Source document —
--*--

314b81670d2d1446d4da81108ac0ce2a72fc569d
markd
Fri Jan 6 15:32:57 2017 -0800
bigTransMap hgc working
diff --git src/hg/hgc/transMapClick.c src/hg/hgc/transMapClick.c
index 827e019..92a70b3 100644
--- src/hg/hgc/transMapClick.c
+++ src/hg/hgc/transMapClick.c
@@ -1,265 +1,341 @@
/* transMapClick - transMap click handling */
/* Copyright (C) 2010 The Regents of the University of California
* See README in this or parent directory for licensing information. */
+/* FIXME: the two version support should be be delete once support
+ * for table version is fully dropped.
+ */
+
/*
+ * For the older table-based version of transMap, the following
+ * tables are used. These are mapped into the bigTransMap objects.
+ *
* Per-genome tables associated with transMap:
* transMapAliXxx - mapped PSLs alignments
* transMapInfoXxx - information for mapped alignments
* hgFixed tables associated with transMap:
* transMapSrcXxx - information about source alignments
* transMapGeneXxx - gene information
* transMapSeqXxx - seq table for accessing sequence
* transMapExtFileXxx - extFile table
*
* Xxx is:
* - UcscGene - UCSC genes
* - RefSeq - RefSeq mRNAs
* - MRna - GenBank mRNAs
* - SplicedEst - GenBank spliced ESTs
*/
#include "common.h"
#include "hgc.h"
#include "hui.h"
#include "hCommon.h"
#include "transMapClick.h"
+#include "bigTransMap.h"
+#include "bigBed.h"
+#include "bigPsl.h"
#include "transMapStuff.h"
#include "transMapInfo.h"
#include "transMapSrc.h"
#include "transMapGene.h"
#include "genbank.h"

--*--

(Records from a data collection)
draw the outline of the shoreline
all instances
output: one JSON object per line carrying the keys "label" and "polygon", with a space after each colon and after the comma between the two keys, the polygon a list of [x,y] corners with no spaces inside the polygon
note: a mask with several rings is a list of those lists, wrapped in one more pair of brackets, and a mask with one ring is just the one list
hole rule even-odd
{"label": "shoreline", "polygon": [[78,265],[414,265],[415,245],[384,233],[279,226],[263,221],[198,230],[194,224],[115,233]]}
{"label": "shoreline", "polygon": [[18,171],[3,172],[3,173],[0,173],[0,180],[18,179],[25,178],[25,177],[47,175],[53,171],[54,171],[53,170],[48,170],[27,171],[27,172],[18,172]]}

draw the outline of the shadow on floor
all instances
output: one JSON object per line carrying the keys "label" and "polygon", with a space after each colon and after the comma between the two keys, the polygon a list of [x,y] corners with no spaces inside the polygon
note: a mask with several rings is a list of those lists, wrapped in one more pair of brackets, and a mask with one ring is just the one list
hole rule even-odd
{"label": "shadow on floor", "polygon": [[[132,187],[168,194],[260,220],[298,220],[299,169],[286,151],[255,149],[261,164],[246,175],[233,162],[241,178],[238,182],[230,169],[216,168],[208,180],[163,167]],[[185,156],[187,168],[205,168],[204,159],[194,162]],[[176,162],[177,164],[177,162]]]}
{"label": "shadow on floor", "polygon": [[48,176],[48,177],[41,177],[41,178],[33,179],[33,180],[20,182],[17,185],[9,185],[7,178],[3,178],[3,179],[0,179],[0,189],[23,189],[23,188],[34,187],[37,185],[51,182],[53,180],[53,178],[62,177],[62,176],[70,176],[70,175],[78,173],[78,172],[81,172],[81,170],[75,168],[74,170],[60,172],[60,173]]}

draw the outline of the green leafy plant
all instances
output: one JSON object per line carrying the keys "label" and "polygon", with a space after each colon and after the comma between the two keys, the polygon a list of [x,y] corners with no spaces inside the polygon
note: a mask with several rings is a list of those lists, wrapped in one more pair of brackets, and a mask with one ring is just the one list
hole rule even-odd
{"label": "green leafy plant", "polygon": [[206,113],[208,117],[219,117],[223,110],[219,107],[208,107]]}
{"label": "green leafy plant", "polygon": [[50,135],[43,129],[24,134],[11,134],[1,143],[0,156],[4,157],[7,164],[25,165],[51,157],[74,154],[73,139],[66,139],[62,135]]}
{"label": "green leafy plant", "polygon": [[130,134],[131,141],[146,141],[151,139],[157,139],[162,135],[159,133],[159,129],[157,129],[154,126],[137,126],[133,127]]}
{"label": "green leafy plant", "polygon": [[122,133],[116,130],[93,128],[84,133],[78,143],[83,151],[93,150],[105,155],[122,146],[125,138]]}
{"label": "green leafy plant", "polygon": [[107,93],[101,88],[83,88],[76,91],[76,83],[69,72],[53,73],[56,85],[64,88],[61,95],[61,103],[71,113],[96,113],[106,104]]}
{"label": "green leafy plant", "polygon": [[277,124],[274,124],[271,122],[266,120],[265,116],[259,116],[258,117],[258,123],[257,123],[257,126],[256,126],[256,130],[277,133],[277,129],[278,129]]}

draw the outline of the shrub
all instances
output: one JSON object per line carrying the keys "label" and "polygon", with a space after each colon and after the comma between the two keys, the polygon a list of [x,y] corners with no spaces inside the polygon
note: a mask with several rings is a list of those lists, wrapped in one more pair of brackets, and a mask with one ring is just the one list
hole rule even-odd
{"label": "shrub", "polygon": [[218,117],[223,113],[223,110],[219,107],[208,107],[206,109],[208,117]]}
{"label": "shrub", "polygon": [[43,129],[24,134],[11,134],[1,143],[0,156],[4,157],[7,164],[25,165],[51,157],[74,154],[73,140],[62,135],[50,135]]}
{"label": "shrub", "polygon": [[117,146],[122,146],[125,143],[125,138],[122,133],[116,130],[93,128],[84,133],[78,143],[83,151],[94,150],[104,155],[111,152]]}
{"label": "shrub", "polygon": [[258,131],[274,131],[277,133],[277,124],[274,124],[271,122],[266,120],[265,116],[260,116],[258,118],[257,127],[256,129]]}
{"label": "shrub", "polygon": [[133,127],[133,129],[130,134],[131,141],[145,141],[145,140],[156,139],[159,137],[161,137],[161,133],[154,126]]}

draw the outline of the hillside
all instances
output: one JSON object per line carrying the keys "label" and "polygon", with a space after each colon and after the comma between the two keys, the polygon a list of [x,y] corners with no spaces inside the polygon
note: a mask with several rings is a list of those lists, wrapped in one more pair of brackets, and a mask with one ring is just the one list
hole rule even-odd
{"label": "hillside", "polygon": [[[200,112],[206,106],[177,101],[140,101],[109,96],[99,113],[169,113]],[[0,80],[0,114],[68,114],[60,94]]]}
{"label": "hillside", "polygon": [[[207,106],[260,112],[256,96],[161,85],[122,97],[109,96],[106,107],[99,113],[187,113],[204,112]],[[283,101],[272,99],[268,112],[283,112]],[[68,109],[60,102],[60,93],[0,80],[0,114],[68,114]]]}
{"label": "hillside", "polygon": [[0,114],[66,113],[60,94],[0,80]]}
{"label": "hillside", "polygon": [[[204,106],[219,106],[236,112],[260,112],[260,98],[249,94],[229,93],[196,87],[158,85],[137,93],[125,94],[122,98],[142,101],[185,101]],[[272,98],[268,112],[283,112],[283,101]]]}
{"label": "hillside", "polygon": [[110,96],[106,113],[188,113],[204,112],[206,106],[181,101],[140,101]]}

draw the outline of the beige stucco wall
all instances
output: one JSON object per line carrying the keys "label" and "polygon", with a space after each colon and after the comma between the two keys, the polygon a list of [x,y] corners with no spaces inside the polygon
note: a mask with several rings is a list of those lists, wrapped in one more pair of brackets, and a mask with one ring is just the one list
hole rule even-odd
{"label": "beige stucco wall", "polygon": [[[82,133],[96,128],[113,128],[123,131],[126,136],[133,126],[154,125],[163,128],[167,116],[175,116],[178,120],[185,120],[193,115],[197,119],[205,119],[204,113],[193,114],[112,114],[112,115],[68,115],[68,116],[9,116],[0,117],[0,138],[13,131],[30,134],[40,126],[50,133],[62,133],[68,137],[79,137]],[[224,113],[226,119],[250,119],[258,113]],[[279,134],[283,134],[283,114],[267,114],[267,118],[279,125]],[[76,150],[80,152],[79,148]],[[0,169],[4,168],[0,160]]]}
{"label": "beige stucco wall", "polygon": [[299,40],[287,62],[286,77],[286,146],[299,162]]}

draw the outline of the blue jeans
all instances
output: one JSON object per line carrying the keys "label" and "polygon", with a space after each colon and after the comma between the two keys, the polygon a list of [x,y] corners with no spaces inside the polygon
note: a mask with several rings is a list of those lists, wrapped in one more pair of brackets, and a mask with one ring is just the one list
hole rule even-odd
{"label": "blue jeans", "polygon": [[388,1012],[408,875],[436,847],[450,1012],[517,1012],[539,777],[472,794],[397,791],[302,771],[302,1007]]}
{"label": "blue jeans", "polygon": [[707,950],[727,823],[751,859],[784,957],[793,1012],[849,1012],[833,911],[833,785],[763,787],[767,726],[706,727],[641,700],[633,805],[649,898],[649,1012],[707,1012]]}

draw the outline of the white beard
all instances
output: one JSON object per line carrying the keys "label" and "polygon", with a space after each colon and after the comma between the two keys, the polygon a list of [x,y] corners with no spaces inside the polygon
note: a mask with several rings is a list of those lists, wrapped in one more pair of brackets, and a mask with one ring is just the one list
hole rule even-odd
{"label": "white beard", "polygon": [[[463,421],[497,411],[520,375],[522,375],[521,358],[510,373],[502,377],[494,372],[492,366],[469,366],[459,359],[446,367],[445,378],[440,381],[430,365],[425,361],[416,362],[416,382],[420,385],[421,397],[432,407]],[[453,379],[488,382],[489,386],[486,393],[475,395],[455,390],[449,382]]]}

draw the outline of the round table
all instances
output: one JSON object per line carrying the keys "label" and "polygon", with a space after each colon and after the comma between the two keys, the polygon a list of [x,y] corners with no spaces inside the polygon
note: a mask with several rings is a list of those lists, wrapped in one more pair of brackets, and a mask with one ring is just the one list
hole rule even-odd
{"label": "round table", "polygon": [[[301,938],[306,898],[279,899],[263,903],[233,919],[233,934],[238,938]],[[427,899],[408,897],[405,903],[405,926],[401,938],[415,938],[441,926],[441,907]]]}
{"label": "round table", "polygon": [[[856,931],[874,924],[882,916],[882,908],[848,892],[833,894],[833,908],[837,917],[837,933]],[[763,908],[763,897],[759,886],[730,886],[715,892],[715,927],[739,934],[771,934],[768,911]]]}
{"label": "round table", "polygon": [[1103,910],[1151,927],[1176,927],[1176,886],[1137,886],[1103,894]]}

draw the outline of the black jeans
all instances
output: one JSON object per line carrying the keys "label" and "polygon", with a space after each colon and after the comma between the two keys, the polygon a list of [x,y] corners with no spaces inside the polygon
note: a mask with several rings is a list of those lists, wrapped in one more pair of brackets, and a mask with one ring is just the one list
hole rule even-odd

--*--

What is required — Reproduce the part of the commit diff between "314b81670d2d1446d4da81108ac0ce2a72fc569d" and "is fully dropped.", inclusive.

Response below —
314b81670d2d1446d4da81108ac0ce2a72fc569d
markd
Fri Jan 6 15:32:57 2017 -0800
bigTransMap hgc working
diff --git src/hg/hgc/transMapClick.c src/hg/hgc/transMapClick.c
index 827e019..92a70b3 100644
--- src/hg/hgc/transMapClick.c
+++ src/hg/hgc/transMapClick.c
@@ -1,265 +1,341 @@
/* transMapClick - transMap click handling */
/* Copyright (C) 2010 The Regents of the University of California
* See README in this or parent directory for licensing information. */
+/* FIXME: the two version support should be be delete once support
+ * for table version is fully dropped.